◆ Exercise requirements
Which lines of the listing below contain the word "opening"? Copy each of them.

◆ Given data
----------
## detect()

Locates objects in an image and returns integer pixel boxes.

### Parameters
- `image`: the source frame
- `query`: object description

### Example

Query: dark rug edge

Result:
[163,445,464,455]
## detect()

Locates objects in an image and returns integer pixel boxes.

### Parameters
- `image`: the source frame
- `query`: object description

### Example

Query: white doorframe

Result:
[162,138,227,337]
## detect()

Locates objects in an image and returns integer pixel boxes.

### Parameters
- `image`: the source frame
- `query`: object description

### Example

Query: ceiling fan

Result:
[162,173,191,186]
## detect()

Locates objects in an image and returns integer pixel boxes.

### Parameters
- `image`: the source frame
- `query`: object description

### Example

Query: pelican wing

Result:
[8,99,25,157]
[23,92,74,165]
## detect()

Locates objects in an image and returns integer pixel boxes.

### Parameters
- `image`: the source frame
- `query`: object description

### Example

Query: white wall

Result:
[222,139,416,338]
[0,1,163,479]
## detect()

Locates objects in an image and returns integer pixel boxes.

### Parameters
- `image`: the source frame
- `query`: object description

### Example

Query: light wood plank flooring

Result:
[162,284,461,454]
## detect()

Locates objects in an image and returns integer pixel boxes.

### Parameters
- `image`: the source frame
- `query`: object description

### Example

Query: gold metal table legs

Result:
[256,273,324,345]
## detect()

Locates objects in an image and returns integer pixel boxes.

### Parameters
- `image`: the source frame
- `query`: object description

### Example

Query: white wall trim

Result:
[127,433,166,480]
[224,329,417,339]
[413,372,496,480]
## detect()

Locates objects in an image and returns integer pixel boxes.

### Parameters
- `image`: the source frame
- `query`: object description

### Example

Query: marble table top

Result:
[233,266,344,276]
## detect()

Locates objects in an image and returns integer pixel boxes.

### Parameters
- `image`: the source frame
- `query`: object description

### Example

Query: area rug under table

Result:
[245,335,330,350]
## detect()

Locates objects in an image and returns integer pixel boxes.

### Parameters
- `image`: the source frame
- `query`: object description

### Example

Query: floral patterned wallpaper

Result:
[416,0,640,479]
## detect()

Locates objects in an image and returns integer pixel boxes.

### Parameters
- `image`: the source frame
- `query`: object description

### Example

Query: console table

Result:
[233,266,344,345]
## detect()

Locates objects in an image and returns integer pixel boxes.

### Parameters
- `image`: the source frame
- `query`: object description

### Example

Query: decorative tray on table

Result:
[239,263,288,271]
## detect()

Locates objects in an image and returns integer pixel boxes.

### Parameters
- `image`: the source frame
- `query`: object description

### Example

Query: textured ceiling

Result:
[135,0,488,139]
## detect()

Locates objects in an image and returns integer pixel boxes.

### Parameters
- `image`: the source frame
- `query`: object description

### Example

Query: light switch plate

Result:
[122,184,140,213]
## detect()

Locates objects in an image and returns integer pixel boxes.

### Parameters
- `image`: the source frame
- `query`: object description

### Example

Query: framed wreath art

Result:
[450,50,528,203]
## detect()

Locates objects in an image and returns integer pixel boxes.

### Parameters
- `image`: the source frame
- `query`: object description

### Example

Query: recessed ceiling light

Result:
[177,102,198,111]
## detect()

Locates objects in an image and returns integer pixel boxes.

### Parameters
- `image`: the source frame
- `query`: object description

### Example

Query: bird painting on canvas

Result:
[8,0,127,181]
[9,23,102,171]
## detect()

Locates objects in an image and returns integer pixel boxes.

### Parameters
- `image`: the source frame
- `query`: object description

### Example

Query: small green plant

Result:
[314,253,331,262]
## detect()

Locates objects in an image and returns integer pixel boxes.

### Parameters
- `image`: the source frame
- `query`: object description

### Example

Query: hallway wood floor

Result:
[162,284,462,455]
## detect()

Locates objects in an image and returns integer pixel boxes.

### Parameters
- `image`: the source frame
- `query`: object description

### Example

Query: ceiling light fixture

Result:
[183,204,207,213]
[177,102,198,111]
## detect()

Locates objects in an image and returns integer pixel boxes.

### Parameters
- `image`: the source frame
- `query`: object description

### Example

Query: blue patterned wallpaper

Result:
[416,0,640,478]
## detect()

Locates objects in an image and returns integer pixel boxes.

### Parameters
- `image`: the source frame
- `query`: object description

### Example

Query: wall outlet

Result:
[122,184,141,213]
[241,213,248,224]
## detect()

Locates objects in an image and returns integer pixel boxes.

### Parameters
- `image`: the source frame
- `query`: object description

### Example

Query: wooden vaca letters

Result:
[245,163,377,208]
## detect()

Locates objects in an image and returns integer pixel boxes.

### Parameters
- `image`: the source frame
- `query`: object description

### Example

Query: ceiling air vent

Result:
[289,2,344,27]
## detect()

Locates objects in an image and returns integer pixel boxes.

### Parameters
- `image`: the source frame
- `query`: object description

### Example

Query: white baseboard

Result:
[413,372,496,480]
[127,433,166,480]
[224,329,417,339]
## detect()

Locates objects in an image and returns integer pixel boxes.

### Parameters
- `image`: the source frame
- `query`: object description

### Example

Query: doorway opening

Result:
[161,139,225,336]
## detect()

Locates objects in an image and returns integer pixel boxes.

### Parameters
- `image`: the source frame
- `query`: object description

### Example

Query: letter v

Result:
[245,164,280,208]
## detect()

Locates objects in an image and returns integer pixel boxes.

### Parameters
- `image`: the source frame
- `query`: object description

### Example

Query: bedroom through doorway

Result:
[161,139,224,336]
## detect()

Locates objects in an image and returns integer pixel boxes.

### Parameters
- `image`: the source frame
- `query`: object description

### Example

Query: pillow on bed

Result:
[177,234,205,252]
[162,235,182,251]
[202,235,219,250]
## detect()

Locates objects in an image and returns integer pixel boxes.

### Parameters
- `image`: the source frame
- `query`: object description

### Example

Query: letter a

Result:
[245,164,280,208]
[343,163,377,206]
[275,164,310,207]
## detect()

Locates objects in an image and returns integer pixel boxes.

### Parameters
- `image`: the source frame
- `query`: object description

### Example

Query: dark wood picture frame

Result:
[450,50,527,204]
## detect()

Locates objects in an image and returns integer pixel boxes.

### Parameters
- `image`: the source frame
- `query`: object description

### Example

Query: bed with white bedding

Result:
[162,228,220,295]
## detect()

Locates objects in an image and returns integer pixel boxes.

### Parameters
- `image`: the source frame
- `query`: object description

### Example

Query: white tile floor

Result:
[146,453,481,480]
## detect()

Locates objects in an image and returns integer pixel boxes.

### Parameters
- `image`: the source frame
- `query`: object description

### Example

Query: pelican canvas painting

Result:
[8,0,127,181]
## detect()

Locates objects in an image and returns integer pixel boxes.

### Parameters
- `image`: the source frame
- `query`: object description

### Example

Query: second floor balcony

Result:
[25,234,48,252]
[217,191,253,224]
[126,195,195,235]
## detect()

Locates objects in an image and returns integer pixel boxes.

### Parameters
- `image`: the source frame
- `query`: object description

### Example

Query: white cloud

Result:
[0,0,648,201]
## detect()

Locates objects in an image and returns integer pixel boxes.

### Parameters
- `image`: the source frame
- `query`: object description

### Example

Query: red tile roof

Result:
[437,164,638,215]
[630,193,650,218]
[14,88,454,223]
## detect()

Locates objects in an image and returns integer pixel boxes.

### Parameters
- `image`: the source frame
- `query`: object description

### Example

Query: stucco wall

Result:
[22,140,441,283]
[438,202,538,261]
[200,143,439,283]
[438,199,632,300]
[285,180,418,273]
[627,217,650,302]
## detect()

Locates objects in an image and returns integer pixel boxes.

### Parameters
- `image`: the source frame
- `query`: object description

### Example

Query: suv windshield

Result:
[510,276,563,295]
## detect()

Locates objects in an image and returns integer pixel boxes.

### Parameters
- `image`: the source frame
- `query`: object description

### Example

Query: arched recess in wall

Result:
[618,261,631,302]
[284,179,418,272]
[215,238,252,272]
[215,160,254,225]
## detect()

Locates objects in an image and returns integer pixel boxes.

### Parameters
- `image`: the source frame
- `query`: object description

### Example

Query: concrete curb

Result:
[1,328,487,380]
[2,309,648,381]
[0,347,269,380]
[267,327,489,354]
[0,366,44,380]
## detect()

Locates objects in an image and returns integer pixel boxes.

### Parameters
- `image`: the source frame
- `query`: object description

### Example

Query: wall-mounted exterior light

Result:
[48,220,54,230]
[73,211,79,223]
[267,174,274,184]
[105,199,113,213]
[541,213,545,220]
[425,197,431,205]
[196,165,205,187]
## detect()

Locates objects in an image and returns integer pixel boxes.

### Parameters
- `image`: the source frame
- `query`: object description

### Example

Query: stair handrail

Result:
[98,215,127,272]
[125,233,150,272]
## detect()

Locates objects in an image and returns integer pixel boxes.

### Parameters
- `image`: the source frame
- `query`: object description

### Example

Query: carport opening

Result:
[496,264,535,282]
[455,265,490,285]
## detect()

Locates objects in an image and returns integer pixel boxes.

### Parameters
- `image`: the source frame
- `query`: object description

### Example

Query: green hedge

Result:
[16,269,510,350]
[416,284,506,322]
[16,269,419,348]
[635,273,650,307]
----------
◆ Answer area
Query: doorway opening
Query: carport opening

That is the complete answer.